■ **Short exercise**
The data must be written out once more, precisely as given.

■ **Provided data**
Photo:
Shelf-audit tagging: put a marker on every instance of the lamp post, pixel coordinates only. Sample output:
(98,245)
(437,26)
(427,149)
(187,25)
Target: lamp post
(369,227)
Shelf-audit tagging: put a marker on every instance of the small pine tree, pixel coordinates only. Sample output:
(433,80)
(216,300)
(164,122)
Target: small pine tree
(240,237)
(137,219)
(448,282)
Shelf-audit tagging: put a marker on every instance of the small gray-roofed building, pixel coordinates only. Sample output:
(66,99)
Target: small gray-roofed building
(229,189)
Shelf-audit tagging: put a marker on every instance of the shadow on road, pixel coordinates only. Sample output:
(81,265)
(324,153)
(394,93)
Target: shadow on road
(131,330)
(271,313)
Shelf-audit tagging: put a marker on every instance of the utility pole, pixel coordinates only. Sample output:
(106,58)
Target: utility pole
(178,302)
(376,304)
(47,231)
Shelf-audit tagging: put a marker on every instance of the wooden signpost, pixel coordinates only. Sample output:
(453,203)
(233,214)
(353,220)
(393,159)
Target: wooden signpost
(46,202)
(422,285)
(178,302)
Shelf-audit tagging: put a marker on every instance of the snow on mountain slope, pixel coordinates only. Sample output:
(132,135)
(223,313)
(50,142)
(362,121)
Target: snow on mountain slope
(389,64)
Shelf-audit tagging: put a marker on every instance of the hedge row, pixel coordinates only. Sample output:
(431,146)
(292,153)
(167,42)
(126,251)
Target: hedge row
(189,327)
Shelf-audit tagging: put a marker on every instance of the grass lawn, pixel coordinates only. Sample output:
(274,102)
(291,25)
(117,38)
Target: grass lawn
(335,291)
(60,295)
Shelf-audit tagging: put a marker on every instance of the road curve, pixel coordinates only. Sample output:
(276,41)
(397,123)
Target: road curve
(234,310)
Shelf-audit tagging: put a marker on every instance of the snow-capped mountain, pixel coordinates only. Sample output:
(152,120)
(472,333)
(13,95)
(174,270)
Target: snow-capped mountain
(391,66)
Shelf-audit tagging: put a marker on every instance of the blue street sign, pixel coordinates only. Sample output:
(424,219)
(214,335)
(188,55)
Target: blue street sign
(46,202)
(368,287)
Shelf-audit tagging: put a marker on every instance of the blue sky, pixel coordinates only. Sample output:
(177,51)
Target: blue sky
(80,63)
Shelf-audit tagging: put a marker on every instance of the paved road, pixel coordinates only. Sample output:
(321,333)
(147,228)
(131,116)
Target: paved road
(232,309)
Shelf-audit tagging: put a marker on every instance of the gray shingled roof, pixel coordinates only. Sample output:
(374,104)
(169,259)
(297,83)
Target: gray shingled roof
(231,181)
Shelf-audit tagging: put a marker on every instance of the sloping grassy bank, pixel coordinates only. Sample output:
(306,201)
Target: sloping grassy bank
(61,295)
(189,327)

■ **Response**
Photo:
Shelf-audit tagging: put a marker on every instance of the lamp post, pixel coordinates only. Sample output:
(98,245)
(437,26)
(427,149)
(187,25)
Target: lamp post
(369,227)
Shelf-audit tagging: put a marker on every instance of the small pine tree, pixel coordinates only. Sample output:
(433,80)
(216,300)
(164,122)
Target: small pine tree
(240,237)
(137,219)
(448,282)
Shelf-audit tagging: put a marker on every instance of the small gray-roofed building, pixel coordinates only. Sample output:
(66,99)
Target: small gray-roofed building
(229,189)
Shelf-audit tagging: put a marker on every instance of the shadow on road, pixel coordinates only. Sample output:
(81,265)
(324,153)
(394,93)
Target: shadow on road
(131,330)
(271,313)
Shelf-audit tagging: put a marker on every instance of the utility pole, pixel coordinates only. Sample output:
(106,58)
Target: utility pole
(178,302)
(376,304)
(47,231)
Shelf-audit tagging: put a marker on every instance of the wooden signpost, pixel coordinates only. Sample output:
(453,203)
(233,214)
(353,220)
(393,159)
Target: wooden signpost
(46,202)
(422,285)
(178,302)
Shelf-audit tagging: put a marker on every instance of the snow on mountain slope, pixel coordinates only. Sample output:
(132,135)
(223,313)
(50,142)
(362,121)
Target: snow on mountain slope
(389,64)
Shelf-audit tagging: put a marker on every instance of the hedge row, pixel coordinates only. Sample output:
(431,146)
(292,153)
(167,42)
(126,251)
Target: hedge row
(189,327)
Shelf-audit tagging: put a marker on every instance of the grass lawn, pixel coordinates only. Sample output:
(274,102)
(291,25)
(117,38)
Target: grass lawn
(335,291)
(60,295)
Shelf-audit tagging: put a marker on every instance of the road curve, pixel coordinates only. Sample output:
(276,41)
(397,123)
Target: road curve
(234,310)
Shelf-audit tagging: put a marker on every instance of the snow-capped mountain, pixel coordinates only. Sample output:
(152,120)
(472,333)
(13,95)
(174,270)
Target: snow-capped mountain
(391,66)
Shelf-audit tagging: put a marker on every instance of the blue street sign, pixel coordinates only. Sample output:
(424,219)
(214,335)
(188,55)
Target: blue street sign
(46,202)
(368,287)
Shelf-audit tagging: put a marker on every instance of the blue sky, pixel coordinates only. Sample output:
(177,51)
Target: blue sky
(80,63)
Shelf-audit tagging: put a marker on every instance of the paved road, pixel coordinates only. Sample output:
(321,333)
(147,228)
(131,116)
Target: paved road
(232,309)
Shelf-audit tagging: put a marker on every instance of the gray shingled roof, pixel coordinates only. Sample output:
(374,104)
(169,259)
(297,83)
Target: gray shingled roof
(231,181)
Shelf-audit tagging: put a marker on every instance of the sloping grassy bank, pixel coordinates only. Sample output:
(306,201)
Target: sloping grassy bank
(61,295)
(189,327)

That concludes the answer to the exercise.